> _WHAT NEEDS TO BE DONE_
All that is wanted is the span of lines from the one with "to detect butterfly." to the last line of the data, copied exactly.

-=-=-=-=-

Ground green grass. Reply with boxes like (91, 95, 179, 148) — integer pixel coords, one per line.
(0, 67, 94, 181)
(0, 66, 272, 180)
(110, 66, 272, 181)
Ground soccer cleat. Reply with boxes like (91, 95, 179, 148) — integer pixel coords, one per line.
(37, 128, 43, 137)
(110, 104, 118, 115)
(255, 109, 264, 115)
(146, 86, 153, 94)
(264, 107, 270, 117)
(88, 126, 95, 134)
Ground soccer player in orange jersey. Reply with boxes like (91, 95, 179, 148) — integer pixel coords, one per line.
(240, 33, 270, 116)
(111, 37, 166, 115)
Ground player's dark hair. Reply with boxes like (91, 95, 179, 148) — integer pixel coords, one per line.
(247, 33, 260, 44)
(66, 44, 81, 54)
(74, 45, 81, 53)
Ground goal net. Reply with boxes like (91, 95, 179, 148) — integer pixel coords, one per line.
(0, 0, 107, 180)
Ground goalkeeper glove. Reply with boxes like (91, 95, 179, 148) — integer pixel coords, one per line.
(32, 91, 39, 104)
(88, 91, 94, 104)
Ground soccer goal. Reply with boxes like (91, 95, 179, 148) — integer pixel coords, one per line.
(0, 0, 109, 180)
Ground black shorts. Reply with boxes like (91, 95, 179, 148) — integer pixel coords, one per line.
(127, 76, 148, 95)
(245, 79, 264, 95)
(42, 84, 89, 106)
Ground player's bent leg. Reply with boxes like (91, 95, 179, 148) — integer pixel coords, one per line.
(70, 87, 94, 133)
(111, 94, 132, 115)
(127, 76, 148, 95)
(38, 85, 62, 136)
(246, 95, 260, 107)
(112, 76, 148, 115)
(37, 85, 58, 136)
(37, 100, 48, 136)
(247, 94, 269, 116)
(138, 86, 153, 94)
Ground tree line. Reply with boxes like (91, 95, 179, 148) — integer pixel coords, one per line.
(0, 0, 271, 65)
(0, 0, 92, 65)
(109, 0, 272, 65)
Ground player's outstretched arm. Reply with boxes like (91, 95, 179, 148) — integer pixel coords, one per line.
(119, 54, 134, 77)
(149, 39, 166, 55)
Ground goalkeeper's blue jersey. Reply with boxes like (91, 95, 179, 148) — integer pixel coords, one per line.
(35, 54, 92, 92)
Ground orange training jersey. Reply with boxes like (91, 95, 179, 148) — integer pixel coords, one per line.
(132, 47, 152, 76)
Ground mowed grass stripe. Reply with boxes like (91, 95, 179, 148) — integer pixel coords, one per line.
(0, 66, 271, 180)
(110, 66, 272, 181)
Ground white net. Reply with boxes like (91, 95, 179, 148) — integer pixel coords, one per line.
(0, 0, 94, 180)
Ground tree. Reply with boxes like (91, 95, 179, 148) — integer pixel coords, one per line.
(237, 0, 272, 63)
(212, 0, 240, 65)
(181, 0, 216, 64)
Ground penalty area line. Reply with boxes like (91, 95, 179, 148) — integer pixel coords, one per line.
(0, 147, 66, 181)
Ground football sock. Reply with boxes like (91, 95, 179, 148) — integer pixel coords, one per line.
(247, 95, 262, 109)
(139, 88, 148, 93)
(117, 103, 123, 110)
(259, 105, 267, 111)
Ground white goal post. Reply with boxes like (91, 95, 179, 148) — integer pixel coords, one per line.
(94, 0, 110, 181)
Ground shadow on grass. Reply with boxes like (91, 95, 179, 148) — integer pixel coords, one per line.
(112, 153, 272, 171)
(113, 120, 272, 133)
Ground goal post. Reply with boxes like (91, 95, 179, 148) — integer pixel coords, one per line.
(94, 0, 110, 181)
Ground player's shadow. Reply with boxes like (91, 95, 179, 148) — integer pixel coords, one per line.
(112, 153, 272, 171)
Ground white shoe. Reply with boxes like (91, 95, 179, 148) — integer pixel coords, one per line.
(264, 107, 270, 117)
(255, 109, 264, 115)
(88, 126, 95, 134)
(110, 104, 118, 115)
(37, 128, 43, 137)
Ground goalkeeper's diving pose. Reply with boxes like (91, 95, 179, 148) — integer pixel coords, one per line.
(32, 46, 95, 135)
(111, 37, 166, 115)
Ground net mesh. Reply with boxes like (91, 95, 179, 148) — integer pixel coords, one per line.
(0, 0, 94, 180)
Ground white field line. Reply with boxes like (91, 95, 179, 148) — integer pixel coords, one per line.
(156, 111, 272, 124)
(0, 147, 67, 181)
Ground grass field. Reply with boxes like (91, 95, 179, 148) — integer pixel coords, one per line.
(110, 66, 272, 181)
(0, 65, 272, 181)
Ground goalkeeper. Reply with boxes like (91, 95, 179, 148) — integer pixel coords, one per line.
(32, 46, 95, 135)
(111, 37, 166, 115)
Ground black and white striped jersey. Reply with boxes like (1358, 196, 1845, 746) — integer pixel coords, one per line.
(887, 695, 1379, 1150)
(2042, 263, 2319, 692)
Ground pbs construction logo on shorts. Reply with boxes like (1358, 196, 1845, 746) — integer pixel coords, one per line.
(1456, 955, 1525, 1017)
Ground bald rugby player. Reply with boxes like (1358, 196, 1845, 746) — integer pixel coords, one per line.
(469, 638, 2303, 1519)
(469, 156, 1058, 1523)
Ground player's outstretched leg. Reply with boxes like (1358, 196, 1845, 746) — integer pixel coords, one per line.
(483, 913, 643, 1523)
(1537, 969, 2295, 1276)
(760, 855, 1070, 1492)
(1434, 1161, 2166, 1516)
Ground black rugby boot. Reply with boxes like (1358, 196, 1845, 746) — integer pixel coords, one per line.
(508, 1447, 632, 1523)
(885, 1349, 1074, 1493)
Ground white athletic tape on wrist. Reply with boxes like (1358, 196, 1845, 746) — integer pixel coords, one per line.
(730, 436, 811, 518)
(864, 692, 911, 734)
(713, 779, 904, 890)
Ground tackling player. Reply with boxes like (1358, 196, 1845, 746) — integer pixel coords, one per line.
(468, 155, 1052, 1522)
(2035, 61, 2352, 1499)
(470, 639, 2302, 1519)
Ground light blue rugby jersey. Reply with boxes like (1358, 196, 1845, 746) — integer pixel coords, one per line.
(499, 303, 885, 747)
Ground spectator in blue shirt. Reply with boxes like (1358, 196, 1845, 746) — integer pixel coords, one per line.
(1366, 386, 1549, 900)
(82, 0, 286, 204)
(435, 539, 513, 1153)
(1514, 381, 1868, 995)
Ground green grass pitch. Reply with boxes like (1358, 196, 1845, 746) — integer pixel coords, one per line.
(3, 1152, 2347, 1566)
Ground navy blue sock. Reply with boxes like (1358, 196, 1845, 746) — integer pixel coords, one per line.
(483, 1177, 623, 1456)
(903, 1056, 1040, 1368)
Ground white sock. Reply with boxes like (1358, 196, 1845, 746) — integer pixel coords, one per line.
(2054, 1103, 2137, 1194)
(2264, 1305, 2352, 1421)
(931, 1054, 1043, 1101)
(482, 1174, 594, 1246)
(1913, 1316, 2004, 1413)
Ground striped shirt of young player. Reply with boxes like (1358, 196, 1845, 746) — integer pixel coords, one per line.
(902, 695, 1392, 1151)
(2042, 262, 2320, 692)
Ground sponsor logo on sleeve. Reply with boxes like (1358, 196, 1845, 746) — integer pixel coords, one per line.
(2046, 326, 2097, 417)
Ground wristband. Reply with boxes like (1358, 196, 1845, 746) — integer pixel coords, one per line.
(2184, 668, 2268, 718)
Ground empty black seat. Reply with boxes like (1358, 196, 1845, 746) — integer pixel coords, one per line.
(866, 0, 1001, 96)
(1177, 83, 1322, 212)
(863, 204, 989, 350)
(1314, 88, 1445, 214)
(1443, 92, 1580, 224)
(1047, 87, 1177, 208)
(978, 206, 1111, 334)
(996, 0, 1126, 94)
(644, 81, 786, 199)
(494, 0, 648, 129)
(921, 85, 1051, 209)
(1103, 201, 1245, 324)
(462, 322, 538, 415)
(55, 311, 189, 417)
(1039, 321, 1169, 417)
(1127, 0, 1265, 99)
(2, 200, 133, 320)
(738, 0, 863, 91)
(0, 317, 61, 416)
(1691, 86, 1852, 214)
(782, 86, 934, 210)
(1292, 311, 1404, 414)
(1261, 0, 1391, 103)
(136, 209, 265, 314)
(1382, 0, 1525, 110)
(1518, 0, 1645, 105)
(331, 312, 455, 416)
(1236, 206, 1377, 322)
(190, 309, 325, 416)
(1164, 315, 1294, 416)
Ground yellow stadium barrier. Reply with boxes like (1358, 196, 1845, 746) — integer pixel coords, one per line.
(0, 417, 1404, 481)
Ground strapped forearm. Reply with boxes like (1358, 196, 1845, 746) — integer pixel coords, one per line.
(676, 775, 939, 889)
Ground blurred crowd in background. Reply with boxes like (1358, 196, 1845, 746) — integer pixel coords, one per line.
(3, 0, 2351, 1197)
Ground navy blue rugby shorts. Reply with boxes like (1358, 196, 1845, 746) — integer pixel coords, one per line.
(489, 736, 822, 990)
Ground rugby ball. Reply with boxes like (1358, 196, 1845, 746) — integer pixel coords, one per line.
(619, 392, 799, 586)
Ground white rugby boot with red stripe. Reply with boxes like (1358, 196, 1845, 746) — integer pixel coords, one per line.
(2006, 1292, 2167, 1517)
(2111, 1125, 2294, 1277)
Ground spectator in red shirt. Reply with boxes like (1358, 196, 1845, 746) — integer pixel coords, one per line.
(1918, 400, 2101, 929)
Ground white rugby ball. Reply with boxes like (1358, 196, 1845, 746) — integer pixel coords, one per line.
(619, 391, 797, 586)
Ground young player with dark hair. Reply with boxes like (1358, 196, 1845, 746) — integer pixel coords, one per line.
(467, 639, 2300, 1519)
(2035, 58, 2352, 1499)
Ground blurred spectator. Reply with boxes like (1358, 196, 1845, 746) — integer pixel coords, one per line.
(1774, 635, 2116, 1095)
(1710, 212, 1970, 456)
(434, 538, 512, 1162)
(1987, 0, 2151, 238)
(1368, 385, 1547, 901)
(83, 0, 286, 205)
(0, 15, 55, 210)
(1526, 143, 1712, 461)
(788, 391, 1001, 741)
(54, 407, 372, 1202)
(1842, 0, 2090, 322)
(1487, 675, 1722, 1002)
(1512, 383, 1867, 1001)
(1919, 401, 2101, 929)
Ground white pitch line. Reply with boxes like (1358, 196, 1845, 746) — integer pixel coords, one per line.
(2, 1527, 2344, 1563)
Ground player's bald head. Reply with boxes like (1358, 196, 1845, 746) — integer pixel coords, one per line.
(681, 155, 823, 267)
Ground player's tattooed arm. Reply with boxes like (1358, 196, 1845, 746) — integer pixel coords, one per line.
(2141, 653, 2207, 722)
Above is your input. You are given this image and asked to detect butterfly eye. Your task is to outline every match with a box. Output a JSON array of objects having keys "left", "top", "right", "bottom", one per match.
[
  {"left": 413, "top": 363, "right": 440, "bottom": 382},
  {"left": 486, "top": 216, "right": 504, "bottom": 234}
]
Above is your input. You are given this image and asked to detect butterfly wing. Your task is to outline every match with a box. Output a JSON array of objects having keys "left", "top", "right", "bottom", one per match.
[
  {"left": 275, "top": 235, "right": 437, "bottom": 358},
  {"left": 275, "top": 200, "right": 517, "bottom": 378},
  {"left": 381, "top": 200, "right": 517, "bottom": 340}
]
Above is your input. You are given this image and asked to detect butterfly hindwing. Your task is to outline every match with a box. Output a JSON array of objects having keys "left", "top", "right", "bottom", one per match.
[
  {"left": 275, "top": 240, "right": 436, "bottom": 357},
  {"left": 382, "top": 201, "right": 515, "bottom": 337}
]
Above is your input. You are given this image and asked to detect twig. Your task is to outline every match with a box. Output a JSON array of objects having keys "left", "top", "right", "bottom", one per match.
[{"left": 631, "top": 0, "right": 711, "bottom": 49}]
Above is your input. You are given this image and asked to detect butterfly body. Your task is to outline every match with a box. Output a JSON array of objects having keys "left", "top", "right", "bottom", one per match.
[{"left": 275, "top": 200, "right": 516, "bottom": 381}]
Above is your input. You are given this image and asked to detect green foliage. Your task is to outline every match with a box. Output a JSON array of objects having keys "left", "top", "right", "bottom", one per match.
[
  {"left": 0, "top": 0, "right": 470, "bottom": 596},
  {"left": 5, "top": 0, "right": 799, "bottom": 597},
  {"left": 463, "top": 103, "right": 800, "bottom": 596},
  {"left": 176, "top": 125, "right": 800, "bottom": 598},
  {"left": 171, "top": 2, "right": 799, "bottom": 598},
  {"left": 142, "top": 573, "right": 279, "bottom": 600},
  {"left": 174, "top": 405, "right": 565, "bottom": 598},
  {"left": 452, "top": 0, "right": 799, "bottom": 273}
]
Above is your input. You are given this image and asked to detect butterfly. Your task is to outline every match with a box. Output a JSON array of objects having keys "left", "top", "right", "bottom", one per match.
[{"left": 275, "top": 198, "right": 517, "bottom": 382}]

-=-=-=-=-

> _EXERCISE OUTPUT_
Above is your input. You are given this image and asked to detect butterfly. Your task is to outline every match with a box. Output a JSON array of objects having keys "left", "top", "right", "bottom", one per match.
[{"left": 275, "top": 198, "right": 517, "bottom": 382}]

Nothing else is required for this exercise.